• **DOCUMENT**:

--- begin ---

# Can't add to favorites list after trying to add OTA channels



## joni (Sep 24, 2004)

We have a 921 software L188. My husband tried to add OTA channels to our favorites list (which didn't work) and now we can't add any channels to any of our favorites list. If you add them they just never show up in the list.
We also seem to have the problem that the info button information does not match what is playing if you select that while viewing a program. It is correct however if you use the guide button and then info. This issue was fixed with L188 upgrade but appears to be back to not giving the correct information this a.m.
Has anyone else experienced these problems? I searched on the forums and did not see these issues listed. Thanks!


----------



## SimpleSimon (Jan 15, 2004)

If the bad Info is on a OTA channel, that makes sense - because there isn't any - this is a known problem.

Lots of known problems with favorites lists - especially OTA.

Dunno why your searches didn't find the threads on them - they do exist.


----------



## joni (Sep 24, 2004)

You are correct I did see threads on favorites and OTA but not any that dealt with the any other favorites list not retaining any changes to them after an attempt to add an OTA to a different favorites list. Thanks for your response.


----------



## Mark Lamutt (Mar 24, 2002)

joni - the next version will resolve a lot of the L188 problems with the favorites lists.


----------



## lujan (Feb 10, 2004)

joni said:


> We have a 921 software L188. My husband tried to add OTA channels to our favorites list (which didn't work) and now we can't add any channels to any of our favorites list. If you add them they just never show up in the list.
> We also seem to have the problem that the info button information does not match what is playing if you select that while viewing a program. It is correct however if you use the guide button and then info. This issue was fixed with L188 upgrade but appears to be back to not giving the correct information this a.m.
> Has anyone else experienced these problems? I searched on the forums and did not see these issues listed. Thanks!


Yes, last night while watching "Clubhouse" on the local CBS OTA station, I pressed "Info" and got the "Presidentail Debate" and it indicated the date as 9/30/04 which is the correct time of the debate but it was 9/26/04? It also listed it as the ABC satellite station (not the OTA ABC station) even though I was watching the CBS OTA station (KRQE). Very odd?

--- end ---

• **INFORMATION SHOWN**:
--- begin ---

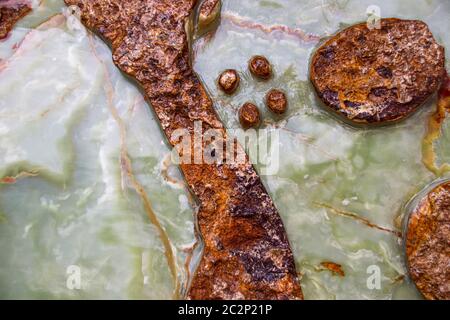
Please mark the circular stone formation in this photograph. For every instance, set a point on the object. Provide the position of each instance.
(379, 75)
(428, 243)
(229, 81)
(249, 115)
(276, 101)
(260, 67)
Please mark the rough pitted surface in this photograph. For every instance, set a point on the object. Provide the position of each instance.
(260, 67)
(229, 81)
(379, 75)
(276, 101)
(209, 10)
(246, 251)
(428, 244)
(249, 115)
(12, 11)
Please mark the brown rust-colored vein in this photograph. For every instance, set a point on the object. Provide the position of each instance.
(248, 24)
(127, 170)
(334, 268)
(356, 217)
(434, 132)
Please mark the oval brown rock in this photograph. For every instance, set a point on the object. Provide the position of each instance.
(378, 75)
(428, 243)
(276, 101)
(249, 115)
(260, 67)
(229, 81)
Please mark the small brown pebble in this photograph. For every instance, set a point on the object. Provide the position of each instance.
(260, 67)
(229, 81)
(276, 101)
(249, 115)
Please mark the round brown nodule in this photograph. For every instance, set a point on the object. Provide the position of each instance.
(276, 101)
(249, 115)
(428, 243)
(229, 81)
(260, 67)
(379, 75)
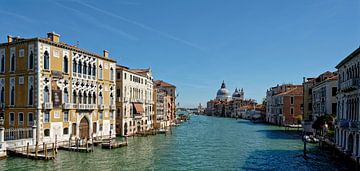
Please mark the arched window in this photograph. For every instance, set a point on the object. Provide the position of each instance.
(46, 95)
(85, 98)
(89, 69)
(31, 60)
(79, 67)
(89, 98)
(12, 96)
(100, 72)
(31, 95)
(94, 70)
(85, 69)
(74, 97)
(111, 74)
(12, 63)
(65, 64)
(100, 98)
(66, 96)
(2, 95)
(74, 66)
(46, 60)
(2, 63)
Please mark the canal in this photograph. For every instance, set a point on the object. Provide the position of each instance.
(205, 143)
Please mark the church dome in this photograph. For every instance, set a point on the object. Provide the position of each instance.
(223, 93)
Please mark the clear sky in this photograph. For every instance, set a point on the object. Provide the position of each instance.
(195, 44)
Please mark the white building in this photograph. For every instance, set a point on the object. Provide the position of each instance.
(134, 100)
(347, 136)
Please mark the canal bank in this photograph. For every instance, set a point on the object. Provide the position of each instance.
(203, 142)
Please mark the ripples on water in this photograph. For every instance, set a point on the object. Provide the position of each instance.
(203, 143)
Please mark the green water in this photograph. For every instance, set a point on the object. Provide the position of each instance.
(202, 143)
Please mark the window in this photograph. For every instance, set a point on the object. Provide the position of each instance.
(111, 74)
(79, 67)
(65, 64)
(66, 116)
(66, 131)
(12, 62)
(12, 118)
(46, 95)
(12, 96)
(74, 97)
(31, 96)
(31, 60)
(334, 90)
(47, 132)
(100, 127)
(2, 63)
(66, 96)
(21, 118)
(117, 92)
(2, 95)
(89, 69)
(94, 70)
(30, 119)
(100, 72)
(118, 75)
(46, 117)
(46, 60)
(74, 66)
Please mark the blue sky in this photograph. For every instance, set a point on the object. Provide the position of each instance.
(195, 44)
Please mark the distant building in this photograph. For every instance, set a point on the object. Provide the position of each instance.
(284, 104)
(225, 105)
(347, 136)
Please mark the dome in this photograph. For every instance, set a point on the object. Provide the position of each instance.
(223, 93)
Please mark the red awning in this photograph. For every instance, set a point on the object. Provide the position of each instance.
(139, 108)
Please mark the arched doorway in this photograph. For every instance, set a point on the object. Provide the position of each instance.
(350, 143)
(84, 128)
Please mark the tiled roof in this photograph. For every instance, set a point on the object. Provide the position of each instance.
(161, 83)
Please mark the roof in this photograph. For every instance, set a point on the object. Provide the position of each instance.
(292, 91)
(348, 58)
(59, 44)
(161, 83)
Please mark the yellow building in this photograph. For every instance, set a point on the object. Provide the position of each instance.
(65, 91)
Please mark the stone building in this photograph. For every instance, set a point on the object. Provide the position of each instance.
(347, 136)
(62, 90)
(134, 100)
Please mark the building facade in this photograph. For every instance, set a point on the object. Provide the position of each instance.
(347, 136)
(66, 92)
(284, 104)
(165, 103)
(134, 100)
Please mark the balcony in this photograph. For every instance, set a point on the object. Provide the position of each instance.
(67, 105)
(137, 116)
(349, 85)
(101, 106)
(47, 105)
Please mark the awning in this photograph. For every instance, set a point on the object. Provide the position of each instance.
(139, 108)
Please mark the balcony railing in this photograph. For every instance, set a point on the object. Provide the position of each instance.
(350, 84)
(67, 105)
(47, 105)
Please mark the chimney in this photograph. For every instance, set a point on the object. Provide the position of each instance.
(106, 53)
(53, 36)
(10, 39)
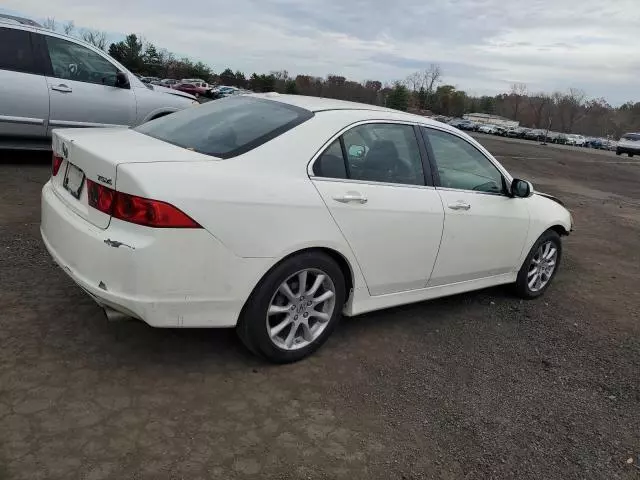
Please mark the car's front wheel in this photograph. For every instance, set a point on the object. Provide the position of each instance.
(294, 309)
(540, 266)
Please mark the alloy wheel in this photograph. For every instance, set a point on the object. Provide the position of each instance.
(542, 266)
(300, 309)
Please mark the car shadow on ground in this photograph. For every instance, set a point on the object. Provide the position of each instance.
(134, 343)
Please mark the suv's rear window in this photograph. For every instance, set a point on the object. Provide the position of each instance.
(227, 127)
(15, 51)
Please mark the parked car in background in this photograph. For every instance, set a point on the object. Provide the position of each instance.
(224, 91)
(629, 143)
(191, 89)
(487, 128)
(561, 139)
(534, 134)
(198, 82)
(576, 140)
(514, 132)
(169, 82)
(597, 143)
(49, 80)
(456, 122)
(175, 201)
(467, 125)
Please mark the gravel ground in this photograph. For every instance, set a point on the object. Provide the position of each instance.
(481, 385)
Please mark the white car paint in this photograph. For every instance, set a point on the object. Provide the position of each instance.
(403, 245)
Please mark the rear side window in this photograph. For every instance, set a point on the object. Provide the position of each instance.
(374, 152)
(227, 127)
(16, 53)
(71, 61)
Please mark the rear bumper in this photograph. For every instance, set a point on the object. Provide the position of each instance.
(165, 277)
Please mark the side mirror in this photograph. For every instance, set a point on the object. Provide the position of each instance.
(521, 188)
(122, 81)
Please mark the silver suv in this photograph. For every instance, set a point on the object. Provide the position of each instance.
(49, 80)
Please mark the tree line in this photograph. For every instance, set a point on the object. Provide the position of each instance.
(421, 92)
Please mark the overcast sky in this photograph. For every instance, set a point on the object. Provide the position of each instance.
(483, 46)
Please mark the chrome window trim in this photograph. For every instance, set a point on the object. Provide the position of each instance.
(74, 124)
(447, 189)
(21, 120)
(369, 182)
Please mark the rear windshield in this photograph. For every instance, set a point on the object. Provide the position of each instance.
(227, 127)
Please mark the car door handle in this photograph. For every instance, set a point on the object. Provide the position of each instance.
(61, 88)
(350, 197)
(459, 206)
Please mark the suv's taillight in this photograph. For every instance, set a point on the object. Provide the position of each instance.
(56, 161)
(142, 211)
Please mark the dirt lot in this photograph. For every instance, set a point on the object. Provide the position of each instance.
(480, 385)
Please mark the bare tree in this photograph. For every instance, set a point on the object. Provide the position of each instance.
(570, 107)
(539, 105)
(414, 81)
(432, 77)
(280, 74)
(50, 24)
(517, 95)
(95, 38)
(69, 27)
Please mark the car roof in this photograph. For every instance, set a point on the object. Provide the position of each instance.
(321, 104)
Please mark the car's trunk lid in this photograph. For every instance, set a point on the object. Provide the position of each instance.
(94, 155)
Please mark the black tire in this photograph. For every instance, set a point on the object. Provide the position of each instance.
(252, 327)
(521, 286)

--- end ---

• **PROBLEMS**:
**a)** Name every user who posted in the forum thread, listing each one once.
**b)** Reproduce the forum thread word for word, from "## SimpleSimon (Jan" up to and including "- especially OTA.".
Nothing in the listing is needed for this work.

• **ANSWERS PROVIDED**:
**a)** joni, SimpleSimon, Mark Lamutt, lujan

**b)**
## SimpleSimon (Jan 15, 2004)

If the bad Info is on a OTA channel, that makes sense - because there isn't any - this is a known problem.

Lots of known problems with favorites lists - especially OTA.